Deine Aufgabe: Setze den Artikel über das Album „Big Fish Theory“ von Vince Staples nach seinem letzten Satz fort.

Textabschnitt:
= = = =

# taz.de -- Vince Staples neues Album: Silben schlucken, Sätze überspringen
       
       > Der kalifornische Rapper veröffentlicht sein Album „Big Fish Theory“.
       > Fast alle Songs sind uptempo, House hat seine Spuren hinterlassen.
       
 (IMG) Bild: Staples inszeniert sich mit Jeans, weißem T-Shirt und Billig-Sneakers
       
       HipHop ist mehr als nur eine musikalische Mode unter vielen, er kommt
       mitten aus dem Leben.“ Es war der Jazzdrummer Max Roach, der mit diesem
       Ausspruch einmal jenes wortmächtige Zeichensystem seiner Enkel und Urenkel
       charakterisierte. Anders als viele seiner Kollegen, fand Roach die
       Vorstellungswelten des HipHop in ihrer musikalischen Einbettung äußerst
       inspirierend. „Wenngleich die Thematisierung der Straße viele Leute
       abschreckt.“ Abschreckend wirkt der junge Westcoast-Rapper Vince Staples
       keineswegs, obwohl er von der Straße kommt.

= = = =

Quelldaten
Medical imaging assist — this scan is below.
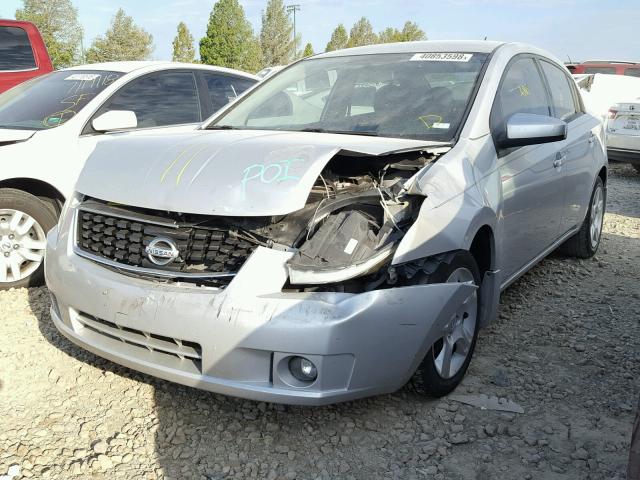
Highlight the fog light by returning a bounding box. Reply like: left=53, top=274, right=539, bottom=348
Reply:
left=289, top=357, right=318, bottom=382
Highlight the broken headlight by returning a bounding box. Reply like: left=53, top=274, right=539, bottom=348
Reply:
left=287, top=210, right=397, bottom=285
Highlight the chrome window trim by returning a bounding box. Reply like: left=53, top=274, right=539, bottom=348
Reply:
left=0, top=66, right=40, bottom=73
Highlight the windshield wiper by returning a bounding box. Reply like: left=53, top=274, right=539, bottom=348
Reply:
left=206, top=125, right=242, bottom=130
left=298, top=128, right=380, bottom=137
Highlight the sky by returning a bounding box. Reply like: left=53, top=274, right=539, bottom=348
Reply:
left=0, top=0, right=640, bottom=61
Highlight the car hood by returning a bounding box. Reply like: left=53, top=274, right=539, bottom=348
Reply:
left=77, top=130, right=443, bottom=216
left=0, top=128, right=36, bottom=145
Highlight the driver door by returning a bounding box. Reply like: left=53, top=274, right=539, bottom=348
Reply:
left=491, top=56, right=565, bottom=282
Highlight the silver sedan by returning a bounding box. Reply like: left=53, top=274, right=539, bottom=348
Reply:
left=46, top=42, right=607, bottom=405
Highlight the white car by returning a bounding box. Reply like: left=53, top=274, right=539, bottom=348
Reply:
left=606, top=97, right=640, bottom=173
left=0, top=62, right=259, bottom=290
left=574, top=74, right=640, bottom=173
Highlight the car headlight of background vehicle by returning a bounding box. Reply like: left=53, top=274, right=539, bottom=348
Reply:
left=58, top=192, right=82, bottom=230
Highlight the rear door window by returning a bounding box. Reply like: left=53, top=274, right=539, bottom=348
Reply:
left=0, top=27, right=37, bottom=72
left=540, top=61, right=578, bottom=121
left=96, top=72, right=202, bottom=128
left=203, top=73, right=256, bottom=111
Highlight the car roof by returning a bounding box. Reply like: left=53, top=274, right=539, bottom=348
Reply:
left=313, top=40, right=504, bottom=58
left=63, top=61, right=260, bottom=80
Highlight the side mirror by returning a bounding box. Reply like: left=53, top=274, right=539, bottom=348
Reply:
left=498, top=113, right=567, bottom=148
left=91, top=110, right=138, bottom=132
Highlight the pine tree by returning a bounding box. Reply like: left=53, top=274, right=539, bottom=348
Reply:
left=173, top=22, right=196, bottom=63
left=260, top=0, right=297, bottom=66
left=347, top=17, right=378, bottom=47
left=200, top=0, right=262, bottom=72
left=16, top=0, right=82, bottom=68
left=401, top=21, right=427, bottom=42
left=87, top=8, right=153, bottom=63
left=325, top=24, right=349, bottom=52
left=302, top=43, right=314, bottom=57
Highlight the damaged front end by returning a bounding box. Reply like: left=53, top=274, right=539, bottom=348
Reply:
left=74, top=147, right=443, bottom=293
left=287, top=152, right=435, bottom=292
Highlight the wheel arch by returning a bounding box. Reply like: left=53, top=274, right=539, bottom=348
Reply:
left=0, top=177, right=65, bottom=207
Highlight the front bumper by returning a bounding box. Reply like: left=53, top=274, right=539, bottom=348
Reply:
left=45, top=215, right=476, bottom=405
left=607, top=147, right=640, bottom=164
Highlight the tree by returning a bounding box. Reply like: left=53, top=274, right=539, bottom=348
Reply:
left=87, top=8, right=153, bottom=63
left=16, top=0, right=82, bottom=68
left=260, top=0, right=298, bottom=66
left=325, top=24, right=349, bottom=52
left=378, top=27, right=402, bottom=43
left=378, top=22, right=427, bottom=43
left=173, top=22, right=196, bottom=63
left=302, top=43, right=314, bottom=57
left=347, top=17, right=378, bottom=47
left=200, top=0, right=262, bottom=72
left=401, top=21, right=427, bottom=42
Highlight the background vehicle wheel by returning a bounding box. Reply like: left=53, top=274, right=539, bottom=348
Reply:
left=0, top=188, right=57, bottom=290
left=560, top=177, right=607, bottom=258
left=411, top=251, right=481, bottom=397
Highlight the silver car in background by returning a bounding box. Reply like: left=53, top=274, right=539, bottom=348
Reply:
left=46, top=41, right=607, bottom=405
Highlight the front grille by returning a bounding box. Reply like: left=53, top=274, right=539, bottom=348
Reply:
left=77, top=202, right=256, bottom=274
left=76, top=312, right=202, bottom=373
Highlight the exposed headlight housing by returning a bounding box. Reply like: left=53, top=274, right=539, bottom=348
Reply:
left=289, top=248, right=393, bottom=285
left=58, top=192, right=82, bottom=230
left=287, top=210, right=395, bottom=285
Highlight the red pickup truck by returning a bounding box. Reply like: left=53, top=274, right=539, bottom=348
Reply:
left=0, top=19, right=53, bottom=93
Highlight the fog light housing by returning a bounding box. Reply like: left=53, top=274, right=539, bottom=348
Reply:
left=289, top=357, right=318, bottom=383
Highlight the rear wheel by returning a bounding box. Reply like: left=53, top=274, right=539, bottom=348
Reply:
left=561, top=177, right=607, bottom=258
left=0, top=188, right=57, bottom=290
left=411, top=251, right=480, bottom=397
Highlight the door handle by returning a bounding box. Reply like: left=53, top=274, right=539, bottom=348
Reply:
left=553, top=152, right=567, bottom=168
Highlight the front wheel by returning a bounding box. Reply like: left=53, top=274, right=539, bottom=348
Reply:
left=0, top=188, right=57, bottom=290
left=411, top=251, right=480, bottom=397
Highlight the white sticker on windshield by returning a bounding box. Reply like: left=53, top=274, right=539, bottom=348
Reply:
left=411, top=52, right=473, bottom=62
left=65, top=73, right=100, bottom=82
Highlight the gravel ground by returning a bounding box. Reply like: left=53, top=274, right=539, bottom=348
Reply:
left=0, top=165, right=640, bottom=480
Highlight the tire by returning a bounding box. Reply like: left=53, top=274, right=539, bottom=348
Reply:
left=0, top=188, right=58, bottom=290
left=560, top=177, right=607, bottom=258
left=410, top=250, right=481, bottom=397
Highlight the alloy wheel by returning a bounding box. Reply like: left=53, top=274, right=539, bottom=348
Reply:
left=0, top=209, right=46, bottom=283
left=433, top=268, right=478, bottom=379
left=589, top=185, right=604, bottom=250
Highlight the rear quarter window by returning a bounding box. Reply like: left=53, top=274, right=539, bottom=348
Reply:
left=584, top=67, right=617, bottom=75
left=0, top=27, right=37, bottom=72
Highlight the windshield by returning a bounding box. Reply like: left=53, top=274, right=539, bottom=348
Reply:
left=207, top=53, right=487, bottom=141
left=0, top=70, right=123, bottom=130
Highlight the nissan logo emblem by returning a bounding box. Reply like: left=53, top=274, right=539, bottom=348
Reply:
left=144, top=237, right=180, bottom=266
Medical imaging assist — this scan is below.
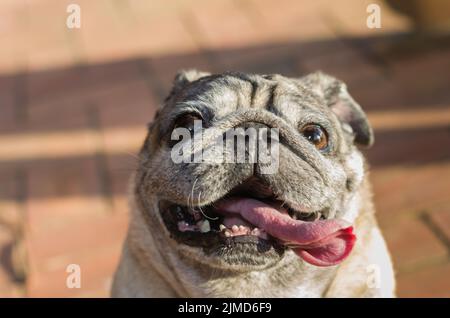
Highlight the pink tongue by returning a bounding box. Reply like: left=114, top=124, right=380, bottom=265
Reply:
left=216, top=198, right=356, bottom=266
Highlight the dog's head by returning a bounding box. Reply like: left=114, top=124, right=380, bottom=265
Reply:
left=135, top=71, right=373, bottom=271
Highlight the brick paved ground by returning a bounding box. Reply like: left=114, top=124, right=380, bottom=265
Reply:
left=0, top=0, right=450, bottom=297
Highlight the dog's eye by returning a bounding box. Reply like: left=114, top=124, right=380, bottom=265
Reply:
left=173, top=113, right=203, bottom=134
left=301, top=124, right=328, bottom=150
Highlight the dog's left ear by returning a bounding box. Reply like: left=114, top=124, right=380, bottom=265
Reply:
left=167, top=69, right=211, bottom=99
left=300, top=72, right=374, bottom=147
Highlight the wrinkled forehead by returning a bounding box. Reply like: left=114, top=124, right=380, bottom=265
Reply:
left=174, top=74, right=330, bottom=121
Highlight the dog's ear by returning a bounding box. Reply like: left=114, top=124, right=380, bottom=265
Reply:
left=167, top=69, right=211, bottom=100
left=300, top=72, right=374, bottom=147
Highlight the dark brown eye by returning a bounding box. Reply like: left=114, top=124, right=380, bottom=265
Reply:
left=302, top=124, right=328, bottom=150
left=173, top=113, right=202, bottom=134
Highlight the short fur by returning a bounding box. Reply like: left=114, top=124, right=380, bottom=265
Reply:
left=112, top=70, right=395, bottom=297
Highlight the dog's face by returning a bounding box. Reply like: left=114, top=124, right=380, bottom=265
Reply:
left=135, top=71, right=373, bottom=271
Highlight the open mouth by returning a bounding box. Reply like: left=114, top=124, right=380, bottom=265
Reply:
left=160, top=179, right=356, bottom=266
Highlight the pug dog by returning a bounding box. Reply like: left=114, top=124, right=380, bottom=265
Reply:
left=112, top=70, right=395, bottom=297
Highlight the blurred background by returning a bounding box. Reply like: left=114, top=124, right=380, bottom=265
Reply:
left=0, top=0, right=450, bottom=297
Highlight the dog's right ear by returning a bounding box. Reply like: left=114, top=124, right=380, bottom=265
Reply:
left=166, top=69, right=211, bottom=101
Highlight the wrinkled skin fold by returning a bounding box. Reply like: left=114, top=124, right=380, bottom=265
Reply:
left=112, top=70, right=395, bottom=297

= = = =

Aufgabenergebnis:
       
       Allgemein gilt ja, interessante Pop-Figuren sollen möglichst ihr Normalsein
       negieren. Seit dem Auftauchen von Vince Staples ist dieses Gesetz
       aufgehoben. Denn Staples, der sich als gewöhnlicher Mann inszeniert, mit
       Jeans, weißem T-Shirt und Billig-Sneakers statt Goldketten und anderen
       flashigen Insignien, sagt in jedem Song: Dort, wo ich herkomme, herrscht
       das reinste Chaos, was ich brauche ist Stabilität.
       
       Mit seiner Tenorstimme findet er für die Ungereimtheiten des Lebens die
       richtigen Reime. „Ride in the drop top sun / Where I think / I might get
       JFK’d / hope not I pray if / If so, ain’t no thang to a G.“ Wie Staples in
       dem Song „Rain Come Down“ in kühnen Strichen Herkunft, Angst, Gewalt und
       Selbstermächtigung miteinander verknüpft, das hebt ihn von der Konkurrenz
       ab. Rumfuchteln mit Knarren kann jeder, Staples ist der reflektierte
       Gangsta, der Bücher liest und TV-Serien analysiert. Der sich inzwischen
       selbst in einem Kurzfilm [1][zu seiner EP „Prima Donna“] gespielt hat.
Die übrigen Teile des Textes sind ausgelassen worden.